■ Testo fornito
L’1 maggio del 1945 la Casa del fascio saltò in aria, 20 morti La strage dimenticata

Episodio mai chiarito: incidente (c’erano armi e munizioni) o attentato? Alberto Savio prova a ricostruire la vicenda dando voce ai superstiti 
Cristina Salvato

la storia

CADONEGHE

Il primo maggio a Cadoneghe ricorre l’anniversario di una strage dimenticata: l’esplosione della Casa del fascio, nella quale morirono venti persone. La maggior parte aveva poco più che vent’anni: tra loro c’erano anche un ragazzino di 12 anni, Sergio, e il più piccolo, Angelo, che di anni ne aveva appena 9. Un episodio mai chiarito: incidente, attentato? Sta di fatto che sulla strage della Casa del fascio è caduto l’oblio e a ricordare le venti vittime rimangono una lapide appesa all’ufficio tecnico, ex ufficio postale, sorto proprio dove era collocato l’edificio esploso, e il sacrario nel quale riposano, all’interno del cimitero comunale. A dar voce ai superstiti e a cercare di ricostruire la vicenda attraverso la voce diretta di chi visse quegli istanti terribili ci ha recentemente pensato Alberto Savio, che ha ricostruito la storia di una delle vittime, Giuseppina Bertorelle, sentendo la nipote Marina, ma anche il figlio Franco e il fratello Maurizio, entrambi miracolosamente sopravvissuti. Quell’esplosione cambierà per sempre la storia della loro famiglia.

caos

Era il primo maggio del 1945, l’Italia era libera da pochi giorni, regnava il caos, tra tentativi di costruire una democrazia e atti di giustizia sommaria. La Casa del fascio, che si affaccia su quella che oggi è piazza Insurrezione, è stata abbandonata dai fascisti: sul suo balcone, da cui i gerarchi arringavano la folla e che era anche la sede delle esercitazioni paramilitari del sabato pomeriggio, sono fatte salire alcune donne considerate fasciste, per tagliare loro i capelli, in segno di estremo disprezzo. I bambini, come Maurizio Bertorelle, che all’epoca aveva 9 anni, sanno che ci sarà questa sorte di “esecuzione”, ma anche che si potrà mangiare gratis: i partigiani, infatti, avevano fatto arrivare le cucine dalle officine Breda e si distribuiva cibo alla popolazione stremata e affamata, prigionieri compresi.

■ Scopo del compito
Nel testo sulla strage della Casa del fascio di Cadoneghe, come si chiamava la vittima più piccola e quanti anni aveva?

■ Materiale raccolto
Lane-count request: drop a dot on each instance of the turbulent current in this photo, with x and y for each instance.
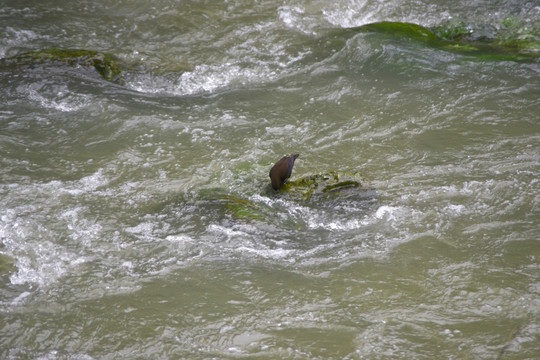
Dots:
(137, 220)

■ Soluzione completa
Si chiamava Angelo e aveva appena 9 anni.